■ Consegne ■
a - Secondo il brano sul discorso del re, quanto dura il discorso finale?
b - Indica se ciascuna affermazione concorda con il brano sul discorso del re: (i) il re annuncia l'entrata in guerra dell'Inghilterra contro la Germania nazista; (ii) ad ascoltare il discorso ci sono soltanto uomini adulti; (iii) il re si rivolge ai sudditi attraverso la televisione.
c - Prosegui il brano sul discorso del re dopo la sua ultima frase.

■ Testo citato ■
---+---
Il momento più toccante è, neanche a dirlo, il discorso finale, la vera prova del nove per re Giorgio VI che si rivolge a tutti i suoi sudditi attraverso la radio (la cui potenza e la cui forza innovatrice sono rappresentate perfettamente) per annunciare l'entrata in guerra dell'Inghilterra contro la Germania nazista. Persone di ogni ceto e stato sociale, in ogni dove, uomini e donne, adulti e bambini, tutti riuniti attorno agli apparecchi radio ad ascoltare la voce del loro re, fiduciosi che saprà agire per il meglio, anche se questo "meglio" significa partecipare ad un conflitto. La potenza di quella comunicazione, di un discorso di 9 minuti, è tangibile e io l'ho avvertita come se fossi un suddito inglese degli anni'40.
---+---
(Voci da un insieme di annotazioni a punti)

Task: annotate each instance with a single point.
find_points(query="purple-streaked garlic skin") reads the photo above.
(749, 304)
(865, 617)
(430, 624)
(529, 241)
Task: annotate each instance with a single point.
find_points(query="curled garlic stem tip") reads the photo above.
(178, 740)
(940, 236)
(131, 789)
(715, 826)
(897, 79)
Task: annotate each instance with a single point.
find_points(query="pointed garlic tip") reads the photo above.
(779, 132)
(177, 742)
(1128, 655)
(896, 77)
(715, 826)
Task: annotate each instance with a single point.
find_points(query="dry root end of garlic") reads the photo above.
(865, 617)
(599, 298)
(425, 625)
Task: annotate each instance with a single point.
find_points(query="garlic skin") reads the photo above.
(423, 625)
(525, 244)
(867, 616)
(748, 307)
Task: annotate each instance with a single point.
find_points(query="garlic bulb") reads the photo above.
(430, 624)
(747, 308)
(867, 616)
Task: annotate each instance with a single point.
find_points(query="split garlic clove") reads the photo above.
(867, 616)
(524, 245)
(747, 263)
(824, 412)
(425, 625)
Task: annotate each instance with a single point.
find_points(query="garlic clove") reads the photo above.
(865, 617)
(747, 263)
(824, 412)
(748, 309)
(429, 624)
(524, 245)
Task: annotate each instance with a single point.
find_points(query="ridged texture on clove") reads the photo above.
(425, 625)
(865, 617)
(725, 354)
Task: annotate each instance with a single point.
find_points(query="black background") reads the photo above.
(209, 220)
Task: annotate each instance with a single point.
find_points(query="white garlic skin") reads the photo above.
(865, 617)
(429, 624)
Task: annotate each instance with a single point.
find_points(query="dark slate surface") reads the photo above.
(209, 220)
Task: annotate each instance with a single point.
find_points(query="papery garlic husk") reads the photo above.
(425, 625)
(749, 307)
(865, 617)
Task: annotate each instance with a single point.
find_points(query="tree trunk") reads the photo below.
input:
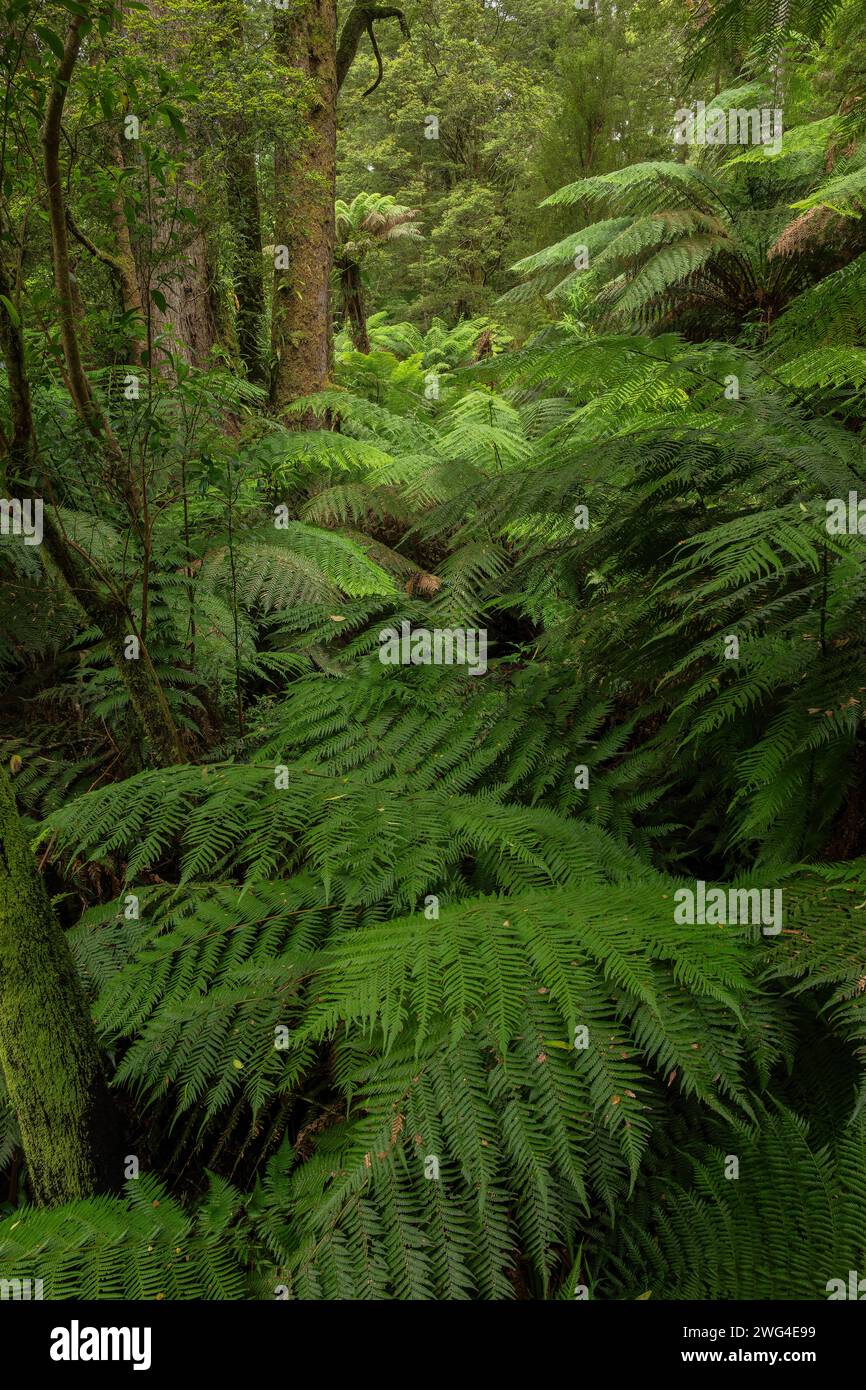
(50, 1058)
(245, 218)
(353, 305)
(181, 273)
(306, 182)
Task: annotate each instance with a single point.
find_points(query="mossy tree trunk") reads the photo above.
(50, 1058)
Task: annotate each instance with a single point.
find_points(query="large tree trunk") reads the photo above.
(182, 274)
(306, 41)
(50, 1058)
(352, 289)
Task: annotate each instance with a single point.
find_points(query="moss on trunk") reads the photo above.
(49, 1052)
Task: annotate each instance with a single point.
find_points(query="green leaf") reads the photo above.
(53, 41)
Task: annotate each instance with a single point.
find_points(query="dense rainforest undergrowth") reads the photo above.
(433, 666)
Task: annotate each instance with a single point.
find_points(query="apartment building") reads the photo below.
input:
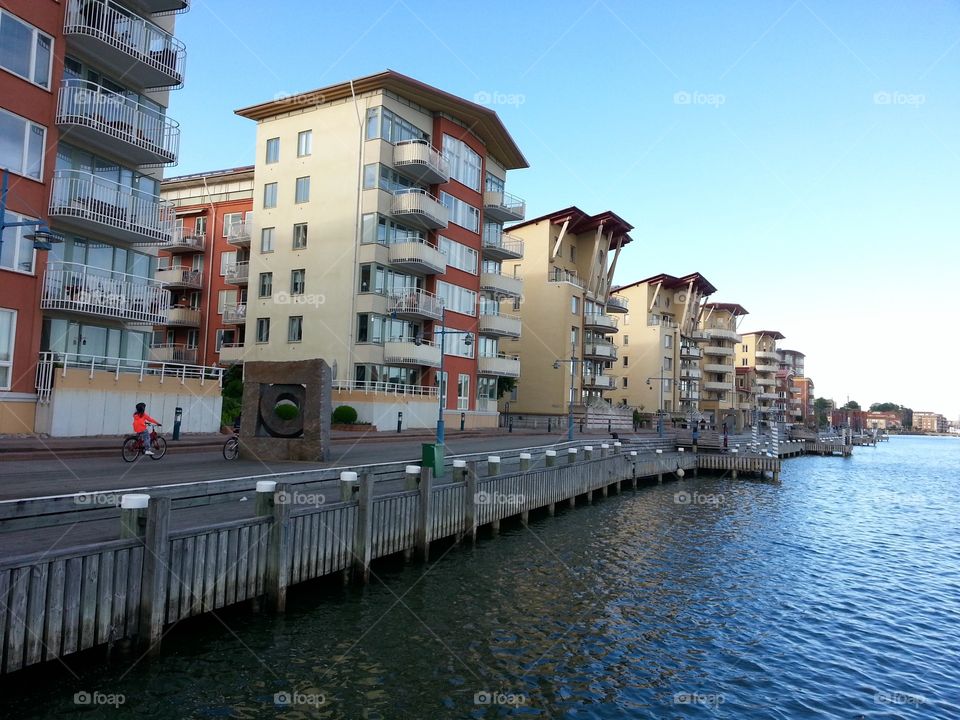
(85, 135)
(568, 312)
(204, 266)
(718, 396)
(659, 357)
(377, 244)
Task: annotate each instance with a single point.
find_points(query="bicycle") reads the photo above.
(133, 445)
(231, 448)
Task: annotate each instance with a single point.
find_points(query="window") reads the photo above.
(270, 195)
(299, 236)
(21, 145)
(298, 280)
(263, 330)
(265, 286)
(230, 219)
(462, 213)
(295, 328)
(465, 164)
(8, 325)
(266, 240)
(459, 256)
(273, 151)
(303, 190)
(24, 50)
(304, 143)
(226, 260)
(16, 252)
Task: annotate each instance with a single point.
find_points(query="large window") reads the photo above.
(462, 213)
(21, 145)
(457, 299)
(465, 164)
(24, 50)
(8, 324)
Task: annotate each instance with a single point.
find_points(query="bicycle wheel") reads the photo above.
(231, 449)
(131, 448)
(159, 448)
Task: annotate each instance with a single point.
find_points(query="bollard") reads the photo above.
(349, 486)
(133, 515)
(264, 502)
(411, 477)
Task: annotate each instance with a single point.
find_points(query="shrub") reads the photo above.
(344, 415)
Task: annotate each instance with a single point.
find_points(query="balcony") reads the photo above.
(420, 209)
(599, 322)
(501, 285)
(617, 303)
(124, 44)
(231, 353)
(183, 317)
(184, 241)
(180, 278)
(419, 257)
(407, 352)
(90, 204)
(76, 288)
(238, 234)
(237, 273)
(599, 351)
(722, 334)
(116, 125)
(500, 206)
(413, 304)
(591, 381)
(235, 314)
(418, 160)
(502, 365)
(497, 324)
(502, 247)
(173, 354)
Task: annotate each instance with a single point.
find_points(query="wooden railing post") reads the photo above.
(426, 514)
(153, 585)
(278, 568)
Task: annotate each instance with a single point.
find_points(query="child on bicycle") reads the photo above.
(140, 420)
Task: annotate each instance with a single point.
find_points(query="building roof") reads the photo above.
(702, 285)
(732, 308)
(582, 222)
(482, 121)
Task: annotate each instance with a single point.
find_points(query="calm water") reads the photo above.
(833, 595)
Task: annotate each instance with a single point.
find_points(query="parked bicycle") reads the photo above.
(231, 448)
(133, 445)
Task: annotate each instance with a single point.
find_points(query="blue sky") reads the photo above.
(803, 155)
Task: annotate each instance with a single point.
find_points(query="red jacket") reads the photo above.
(140, 422)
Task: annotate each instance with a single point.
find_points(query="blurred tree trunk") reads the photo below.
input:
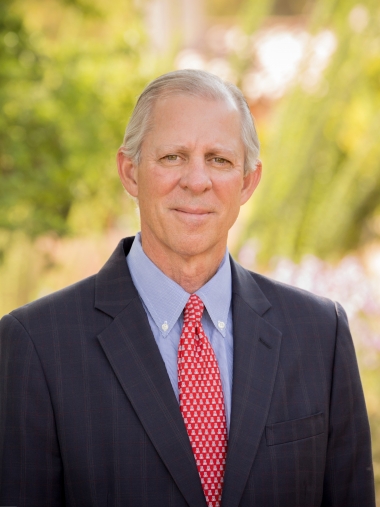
(320, 192)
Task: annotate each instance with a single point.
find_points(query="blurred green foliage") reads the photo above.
(70, 73)
(320, 192)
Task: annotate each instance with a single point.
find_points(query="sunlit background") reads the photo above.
(70, 73)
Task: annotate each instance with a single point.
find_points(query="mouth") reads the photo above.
(197, 214)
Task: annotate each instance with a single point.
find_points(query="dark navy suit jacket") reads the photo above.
(89, 417)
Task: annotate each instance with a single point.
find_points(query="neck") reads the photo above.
(191, 272)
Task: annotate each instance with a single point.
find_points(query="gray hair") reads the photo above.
(199, 84)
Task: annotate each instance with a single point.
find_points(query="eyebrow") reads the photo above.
(216, 150)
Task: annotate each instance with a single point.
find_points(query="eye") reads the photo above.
(220, 160)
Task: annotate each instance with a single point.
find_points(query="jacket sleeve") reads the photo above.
(30, 462)
(348, 478)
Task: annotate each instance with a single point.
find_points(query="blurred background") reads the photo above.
(70, 74)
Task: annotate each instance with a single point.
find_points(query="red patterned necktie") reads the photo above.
(201, 401)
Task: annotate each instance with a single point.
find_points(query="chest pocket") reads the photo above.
(296, 429)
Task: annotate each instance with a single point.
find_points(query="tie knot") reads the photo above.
(194, 309)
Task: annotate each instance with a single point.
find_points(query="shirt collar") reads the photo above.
(165, 299)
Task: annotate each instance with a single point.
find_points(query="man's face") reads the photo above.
(190, 181)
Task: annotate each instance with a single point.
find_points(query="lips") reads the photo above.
(193, 211)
---+---
■ Soluzioni ■
a - Nove minuti.

b -
(i) Sì: "per annunciare l'entrata in guerra dell'Inghilterra contro la Germania nazista".
(ii) No: "uomini e donne, adulti e bambini".
(iii) No: "attraverso la radio".

c -
Viene naturale il confronto con la situazione attuale in cui si è talmente inondati da messaggi e video messaggi di presidenti del consiglio, terroristi, escort e capi della chiesa che viene naturale cambiare automaticamente canale o addirittura spegnere tv e radio. La comunicazione è stata inflazionata e ha perso il suo valore. Allo stesso tempo siamo cambiati noi, assuefatti da input di ogni tipo e genere, recepiamo centinaia di migliaia di stimoli ma non ne elaboriamo neanche uno. Se dovessimo entrare in guerra oggi, forse, il presidente del consiglio invierebbe a tutti un messaggio su facebook e noi lo ignoreremmo come facciamo con la spam o con gli inviti a giocare a Farmville. Così stiamo giorno dopo giorno, preparando il sostrato della dittatura che ha per radici l'ignoranza e/o l'indifferenza dei più, che germoglia annaffiata dalla propaganda e dagli slogan e che io spero non finirà di sbocciare in questo Paese.
Il fatto che un capolavoro come Il discorso del Re (che ha ricevuto una standing ovation al Toronto International Film Festival, tra l'altro) uscito nelle sale il 28 Gennaio, fosse già in programmazione in una delle sale minori del multisala dove sono andata a vederlo e che in sala fossimo solo un paio di decine, non fa che dare forza alla mia disillusa lettura del presente.